● **Goal**
Rewrite the data below from the line with "Segment sunflower. Provide" to the line with "0,0,1232,975", requests included, shifting every box coordinate in the answers up by 149. Leave the requests and their format samples unchanged.

● **Information supplied**

= = =

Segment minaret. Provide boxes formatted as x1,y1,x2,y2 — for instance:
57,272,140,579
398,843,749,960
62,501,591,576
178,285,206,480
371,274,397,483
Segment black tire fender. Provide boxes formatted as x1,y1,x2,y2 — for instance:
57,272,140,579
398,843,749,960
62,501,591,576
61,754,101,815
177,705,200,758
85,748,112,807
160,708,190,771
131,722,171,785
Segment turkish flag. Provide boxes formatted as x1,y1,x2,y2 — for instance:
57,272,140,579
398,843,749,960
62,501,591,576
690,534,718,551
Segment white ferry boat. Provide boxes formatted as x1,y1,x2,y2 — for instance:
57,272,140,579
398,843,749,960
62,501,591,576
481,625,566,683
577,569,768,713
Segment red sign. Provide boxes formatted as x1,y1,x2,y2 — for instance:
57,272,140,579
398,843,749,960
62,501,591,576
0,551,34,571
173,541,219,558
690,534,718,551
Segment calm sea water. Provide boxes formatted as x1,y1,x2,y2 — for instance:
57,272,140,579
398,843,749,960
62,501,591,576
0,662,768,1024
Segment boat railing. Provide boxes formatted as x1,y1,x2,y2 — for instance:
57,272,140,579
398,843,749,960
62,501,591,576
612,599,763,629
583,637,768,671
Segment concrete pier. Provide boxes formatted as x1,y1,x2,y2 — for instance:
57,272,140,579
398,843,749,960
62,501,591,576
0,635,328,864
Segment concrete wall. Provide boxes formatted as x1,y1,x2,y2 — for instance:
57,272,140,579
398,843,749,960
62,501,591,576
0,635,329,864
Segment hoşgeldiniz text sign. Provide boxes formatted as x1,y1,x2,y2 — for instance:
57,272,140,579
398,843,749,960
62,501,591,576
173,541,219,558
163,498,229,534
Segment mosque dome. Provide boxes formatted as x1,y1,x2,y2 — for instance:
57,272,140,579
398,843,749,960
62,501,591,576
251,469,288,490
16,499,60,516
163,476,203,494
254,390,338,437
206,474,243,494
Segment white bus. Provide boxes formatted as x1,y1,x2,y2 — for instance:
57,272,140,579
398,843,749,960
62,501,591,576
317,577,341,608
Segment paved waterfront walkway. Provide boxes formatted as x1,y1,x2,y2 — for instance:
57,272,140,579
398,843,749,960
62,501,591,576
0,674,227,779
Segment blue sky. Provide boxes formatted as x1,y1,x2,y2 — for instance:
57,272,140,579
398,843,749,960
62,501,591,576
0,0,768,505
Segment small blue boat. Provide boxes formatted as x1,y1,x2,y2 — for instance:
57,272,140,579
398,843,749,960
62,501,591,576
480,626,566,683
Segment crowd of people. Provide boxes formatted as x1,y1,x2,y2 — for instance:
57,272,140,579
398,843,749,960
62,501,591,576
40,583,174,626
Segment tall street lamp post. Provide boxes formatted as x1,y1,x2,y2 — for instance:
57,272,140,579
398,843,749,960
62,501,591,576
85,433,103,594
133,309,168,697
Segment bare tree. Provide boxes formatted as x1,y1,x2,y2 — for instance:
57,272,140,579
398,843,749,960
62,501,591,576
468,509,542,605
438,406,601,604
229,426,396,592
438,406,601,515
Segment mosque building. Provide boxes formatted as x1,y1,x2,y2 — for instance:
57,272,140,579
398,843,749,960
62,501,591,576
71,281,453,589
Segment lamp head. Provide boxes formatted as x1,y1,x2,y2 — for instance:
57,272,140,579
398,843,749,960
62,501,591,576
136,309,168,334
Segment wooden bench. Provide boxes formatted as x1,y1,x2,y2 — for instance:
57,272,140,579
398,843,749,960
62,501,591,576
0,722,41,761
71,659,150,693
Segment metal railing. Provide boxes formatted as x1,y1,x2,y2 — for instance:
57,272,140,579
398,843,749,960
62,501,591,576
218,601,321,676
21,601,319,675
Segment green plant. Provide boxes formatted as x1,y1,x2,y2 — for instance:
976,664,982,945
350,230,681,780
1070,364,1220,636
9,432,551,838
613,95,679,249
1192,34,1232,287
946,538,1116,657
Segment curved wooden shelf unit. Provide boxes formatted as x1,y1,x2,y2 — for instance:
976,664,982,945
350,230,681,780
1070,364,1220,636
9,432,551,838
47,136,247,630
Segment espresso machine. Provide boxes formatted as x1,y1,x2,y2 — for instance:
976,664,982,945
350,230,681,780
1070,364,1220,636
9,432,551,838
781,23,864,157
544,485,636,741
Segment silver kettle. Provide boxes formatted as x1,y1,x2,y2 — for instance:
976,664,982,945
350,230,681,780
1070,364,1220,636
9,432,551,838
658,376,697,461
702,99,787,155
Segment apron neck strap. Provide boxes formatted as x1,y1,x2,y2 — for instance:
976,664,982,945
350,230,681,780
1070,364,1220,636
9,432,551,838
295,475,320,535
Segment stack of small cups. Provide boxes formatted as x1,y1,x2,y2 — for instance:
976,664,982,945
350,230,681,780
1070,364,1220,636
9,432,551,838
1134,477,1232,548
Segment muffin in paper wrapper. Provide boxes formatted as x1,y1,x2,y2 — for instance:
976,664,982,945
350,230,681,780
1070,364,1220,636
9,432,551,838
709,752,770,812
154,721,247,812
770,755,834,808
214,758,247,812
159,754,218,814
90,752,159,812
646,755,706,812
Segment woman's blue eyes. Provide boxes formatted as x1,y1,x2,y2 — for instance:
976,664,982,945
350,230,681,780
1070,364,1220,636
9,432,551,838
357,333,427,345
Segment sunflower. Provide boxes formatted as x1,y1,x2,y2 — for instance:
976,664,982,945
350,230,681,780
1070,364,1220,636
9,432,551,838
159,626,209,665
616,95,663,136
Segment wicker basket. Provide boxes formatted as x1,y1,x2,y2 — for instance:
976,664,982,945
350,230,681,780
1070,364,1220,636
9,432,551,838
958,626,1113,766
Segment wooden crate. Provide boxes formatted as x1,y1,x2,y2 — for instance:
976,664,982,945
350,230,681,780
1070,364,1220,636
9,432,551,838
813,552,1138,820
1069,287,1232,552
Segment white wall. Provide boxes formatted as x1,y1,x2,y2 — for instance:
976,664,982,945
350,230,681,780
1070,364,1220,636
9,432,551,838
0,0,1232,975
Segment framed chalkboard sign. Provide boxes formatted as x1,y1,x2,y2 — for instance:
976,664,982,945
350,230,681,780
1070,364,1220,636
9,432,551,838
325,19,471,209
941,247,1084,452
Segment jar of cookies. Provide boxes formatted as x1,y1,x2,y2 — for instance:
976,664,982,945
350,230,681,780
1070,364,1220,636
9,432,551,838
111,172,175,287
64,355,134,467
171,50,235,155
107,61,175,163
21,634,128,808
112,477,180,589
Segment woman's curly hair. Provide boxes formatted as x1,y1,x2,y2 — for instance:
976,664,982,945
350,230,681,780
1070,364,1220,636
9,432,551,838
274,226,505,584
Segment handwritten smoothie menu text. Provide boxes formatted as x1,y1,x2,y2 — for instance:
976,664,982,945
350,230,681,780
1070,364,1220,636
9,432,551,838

= = =

● **Output for this task**
Segment sunflower. Provide boxes formatted as x1,y1,x2,y2 — for instance:
976,664,982,945
350,230,681,780
1070,364,1220,636
9,432,551,838
308,775,358,814
765,244,812,285
Segment wicker basket. Provide boxes formatted as x1,y1,x2,y2 — for instance:
976,664,982,945
350,230,681,780
1070,364,1220,636
9,432,551,838
1107,775,1262,915
Segment wooden crate. Provide boxes formatted as x1,y1,x2,y2 — for instance:
976,664,982,945
350,230,681,780
1070,364,1220,636
9,432,551,838
962,701,1287,969
1218,436,1381,701
Segment white wall. Provide boxes formatted as x1,y1,x2,y2 — for instance:
976,664,982,945
350,230,681,780
1070,364,1220,636
9,432,551,838
149,149,1381,1124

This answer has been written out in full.